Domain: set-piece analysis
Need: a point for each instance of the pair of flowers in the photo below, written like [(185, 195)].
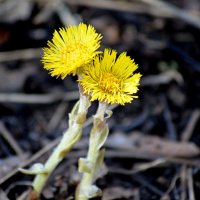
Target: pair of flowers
[(102, 75)]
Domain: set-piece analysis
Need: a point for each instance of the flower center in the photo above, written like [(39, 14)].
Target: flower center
[(109, 83), (74, 52)]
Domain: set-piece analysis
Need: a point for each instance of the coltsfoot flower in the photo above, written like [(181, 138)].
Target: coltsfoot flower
[(110, 79), (70, 49)]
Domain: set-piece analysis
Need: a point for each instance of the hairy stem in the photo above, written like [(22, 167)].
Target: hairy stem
[(69, 139)]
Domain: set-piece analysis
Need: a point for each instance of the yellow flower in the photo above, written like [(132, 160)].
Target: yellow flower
[(110, 79), (70, 49)]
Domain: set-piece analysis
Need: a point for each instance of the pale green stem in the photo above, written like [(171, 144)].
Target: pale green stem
[(85, 187), (69, 139)]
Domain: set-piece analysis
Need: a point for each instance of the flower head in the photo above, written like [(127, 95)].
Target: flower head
[(70, 49), (110, 79)]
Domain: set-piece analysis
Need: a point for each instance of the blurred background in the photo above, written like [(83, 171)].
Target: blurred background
[(153, 148)]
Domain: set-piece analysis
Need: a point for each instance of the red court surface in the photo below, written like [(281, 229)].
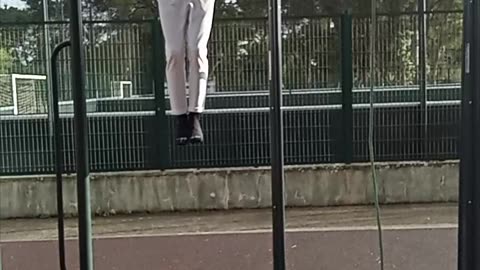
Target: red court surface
[(416, 238)]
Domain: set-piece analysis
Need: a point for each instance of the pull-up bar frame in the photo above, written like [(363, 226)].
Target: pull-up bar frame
[(469, 222)]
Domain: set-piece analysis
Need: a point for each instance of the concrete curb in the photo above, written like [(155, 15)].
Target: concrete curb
[(233, 188)]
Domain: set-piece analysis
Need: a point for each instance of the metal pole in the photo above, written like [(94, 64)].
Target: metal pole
[(276, 122), (81, 138), (466, 232), (422, 32), (57, 138), (476, 133), (48, 55)]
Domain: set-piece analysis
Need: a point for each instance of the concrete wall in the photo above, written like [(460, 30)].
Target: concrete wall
[(154, 191)]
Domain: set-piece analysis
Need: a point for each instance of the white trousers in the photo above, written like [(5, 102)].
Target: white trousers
[(186, 26)]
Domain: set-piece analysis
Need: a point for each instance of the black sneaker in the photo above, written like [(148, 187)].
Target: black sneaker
[(183, 131), (196, 129)]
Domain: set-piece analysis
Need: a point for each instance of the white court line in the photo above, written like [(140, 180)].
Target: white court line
[(413, 227)]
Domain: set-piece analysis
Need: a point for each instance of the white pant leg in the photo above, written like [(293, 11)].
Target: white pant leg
[(173, 17), (198, 34)]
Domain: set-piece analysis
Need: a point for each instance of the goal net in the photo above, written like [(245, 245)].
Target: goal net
[(6, 94), (29, 94), (121, 89)]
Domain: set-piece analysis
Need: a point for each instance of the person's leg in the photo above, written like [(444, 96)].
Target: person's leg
[(173, 18), (198, 35)]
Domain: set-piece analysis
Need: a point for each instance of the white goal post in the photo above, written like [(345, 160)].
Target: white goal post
[(16, 77)]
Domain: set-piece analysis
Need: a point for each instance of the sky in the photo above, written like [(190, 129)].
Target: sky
[(12, 3)]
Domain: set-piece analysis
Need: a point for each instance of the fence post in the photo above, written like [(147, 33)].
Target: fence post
[(161, 135), (422, 33), (346, 146)]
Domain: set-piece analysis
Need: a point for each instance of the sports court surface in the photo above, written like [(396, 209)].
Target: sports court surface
[(417, 237)]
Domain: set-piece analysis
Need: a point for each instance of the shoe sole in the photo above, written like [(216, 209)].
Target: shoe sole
[(181, 141), (196, 140)]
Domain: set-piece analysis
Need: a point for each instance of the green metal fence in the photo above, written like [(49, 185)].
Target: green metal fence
[(326, 100)]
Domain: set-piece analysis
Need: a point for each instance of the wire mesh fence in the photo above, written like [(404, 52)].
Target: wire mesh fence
[(130, 126)]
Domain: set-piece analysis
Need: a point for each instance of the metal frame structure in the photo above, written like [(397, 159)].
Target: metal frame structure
[(469, 202), (469, 221)]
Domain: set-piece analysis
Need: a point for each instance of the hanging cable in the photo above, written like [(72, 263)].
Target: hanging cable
[(373, 39)]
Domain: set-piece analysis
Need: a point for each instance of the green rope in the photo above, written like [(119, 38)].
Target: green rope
[(373, 32)]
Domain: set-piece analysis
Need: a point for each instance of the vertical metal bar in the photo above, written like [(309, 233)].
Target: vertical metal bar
[(422, 6), (476, 134), (276, 135), (81, 136), (58, 142), (347, 88), (466, 230)]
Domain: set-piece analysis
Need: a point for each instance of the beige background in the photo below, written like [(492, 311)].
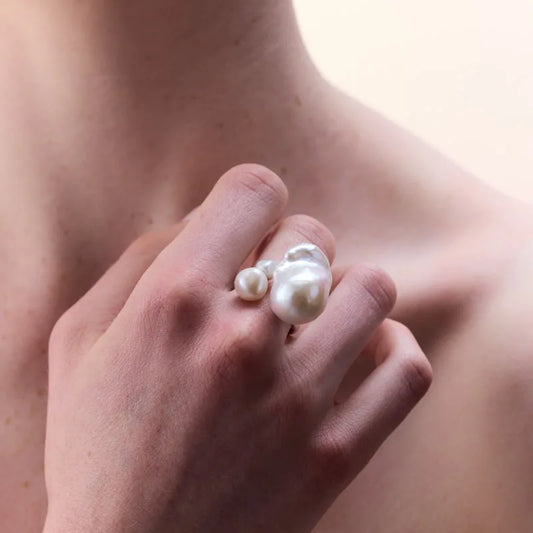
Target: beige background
[(458, 73)]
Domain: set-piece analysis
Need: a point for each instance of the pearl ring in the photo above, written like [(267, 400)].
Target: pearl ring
[(300, 283)]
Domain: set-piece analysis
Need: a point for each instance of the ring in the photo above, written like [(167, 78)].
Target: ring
[(300, 283)]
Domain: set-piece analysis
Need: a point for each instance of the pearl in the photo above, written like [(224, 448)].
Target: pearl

* [Do this]: Reproduce each entry precisely, dropping only the pictures.

* [Answer in full]:
Domain: set-piece analysis
Need: a point for each instance of the pair of flowers in the photo below, written like [(185, 195)].
Target: pair of flowers
[(102, 75)]
Domain: set-piece analysis
Need: a point for each instance of the flower center in the photo above, written like [(39, 14)].
Target: flower center
[(109, 83), (74, 52)]
Domain: set-piece analysis
Need: a point for each instance of the coltsfoot flower in the photo above, written like [(181, 138)].
Target: coltsfoot flower
[(110, 79), (70, 49)]
Domain: set-piece analysis
Need: a point for each instance of the hairy stem in the photo above, written like [(22, 167)].
Target: hairy stem
[(69, 139)]
Domain: set-piece analysis
Need: a point for each instance of the yellow flower in the photo above, written like [(132, 160)].
Target: yellow flower
[(110, 79), (70, 49)]
Domain: set-piece analysis
Need: a point for each instance of the pale green stem in the photo above, written like [(171, 144)].
Target: pale green stem
[(85, 187), (69, 139)]
Domain: set-piece analysis
Need: a point for each instance of the flower head in the photo above, written like [(127, 95)].
Target: flower head
[(70, 49), (110, 79)]
Domain: set-piece analysis
Need: a point for each instance of the blurred background in the photo above, written like [(83, 171)].
Target: blurred background
[(153, 148)]
Domain: set-piece analysis
Need: a point for each instance of the red court surface in the photo below, written like [(281, 229)].
Target: red court surface
[(416, 238)]
Domain: set-piece analysis
Need: a point for each instance of the pull-up bar frame in the photo above, written like [(363, 226)].
Target: pull-up bar frame
[(469, 222)]
Domain: set-piece analysis
Need: a point for each instance of the concrete curb in the photo above, written like [(155, 15)].
Target: concrete curb
[(233, 188)]
Domain: set-piece analysis
Need: a point for each instance of the metal pole in the photo above, written like [(94, 64)].
Target: metal pole
[(276, 122), (81, 138), (466, 232), (422, 32), (57, 138), (476, 133), (48, 55)]
Domain: set-piece analysis
Need: a point for each instance of the concrete wall in the photo above, written like [(460, 30)].
Target: concrete wall
[(154, 191)]
Domain: set-piece analysis
Need: a point for each instance of the white trousers in the photo above, written like [(5, 102)].
Target: white trousers
[(186, 26)]
Domain: set-piece analysis
Need: a point for each instance of the black sneaker in the photo above, written like [(148, 187)].
Target: black sneaker
[(183, 131), (196, 129)]
Domain: set-piece analysis
Need: a point for each instance of the white court line in the photo above, written like [(140, 180)].
Target: white court line
[(413, 227)]
Domain: set-piece analysis
Need: a point for each instance of the white pant leg in the photo above, written like [(293, 11)].
Target: white pant leg
[(173, 17), (198, 34)]
Domain: set-piece analysis
Need: a point for each instance of the goal net in the photo above, written like [(245, 245)].
Target: goal net
[(6, 94), (29, 94), (121, 89)]
Domain: set-piece analysis
Need: a point for each instance of the person's leg in the photo above, written like [(444, 96)].
Target: person's leg
[(173, 18), (198, 35)]
Domain: set-piece analysis
Need: a point for each instance of the white goal post in the photo above, written like [(345, 160)].
Target: white goal post
[(16, 77)]
Domain: set-piece analysis
Need: a point for each instance of the sky in the photo above, written like [(190, 129)].
Target: sky
[(12, 3)]
Domain: set-piece analysis
Need: a point for each instance of the fence post in the photo above, written like [(147, 33)].
Target: fence post
[(161, 135), (422, 33), (346, 146)]
Domain: set-piece analysis
Need: a point for each instance of the sports court surface in the photo above, written like [(396, 209)].
Target: sports court surface
[(417, 237)]
Domain: set-piece analysis
Need: a point for each instance of the shoe sole in the photo above, written like [(216, 209)].
Target: shoe sole
[(181, 141), (196, 140)]
Domain: set-piece analysis
Need: a point for each instance of the green metal fence in the photo above, written like [(49, 185)].
Target: green metal fence
[(326, 100)]
Domain: set-piece analysis
Need: a point for each instance of the wire mesh fence in the photo above, written like [(404, 52)].
Target: wire mesh fence
[(130, 126)]
Domain: set-piece analysis
Need: a point for each instance of the metal frame structure in the photo above, written like [(397, 159)].
Target: metal frame structure
[(469, 202), (469, 221)]
Domain: set-piece analysis
Need: a point for each instance of the hanging cable in the photo above, written like [(72, 263)].
Target: hanging cable
[(373, 39)]
Domain: set-piece analysis
Need: a point for each instance of the green rope in the photo above, written like [(119, 38)].
Target: green rope
[(373, 32)]
Domain: set-piece analysis
Need: a point for each instance of the vertical metal bar in the photo above, written like [(309, 233)].
Target: vertical metal bar
[(422, 6), (476, 134), (276, 135), (81, 136), (58, 142), (347, 88), (466, 230)]
Domain: set-piece analysis
Need: a point for each instance of the beige background in the photo below, written like [(492, 311)].
Target: beige background
[(458, 73)]
Domain: set-piece analysis
Need: a point for each instance of the pearl ring in the photo above, written like [(267, 400)].
Target: pearl ring
[(300, 283)]
Domain: set-piece analysis
Need: a point for each instance of the ring in the photo above, written like [(167, 78)].
Target: ring
[(300, 283)]
Domain: set-piece analysis
Need: a point for each instance of the pearl in the photo above, written like [(224, 448)].
Target: pearl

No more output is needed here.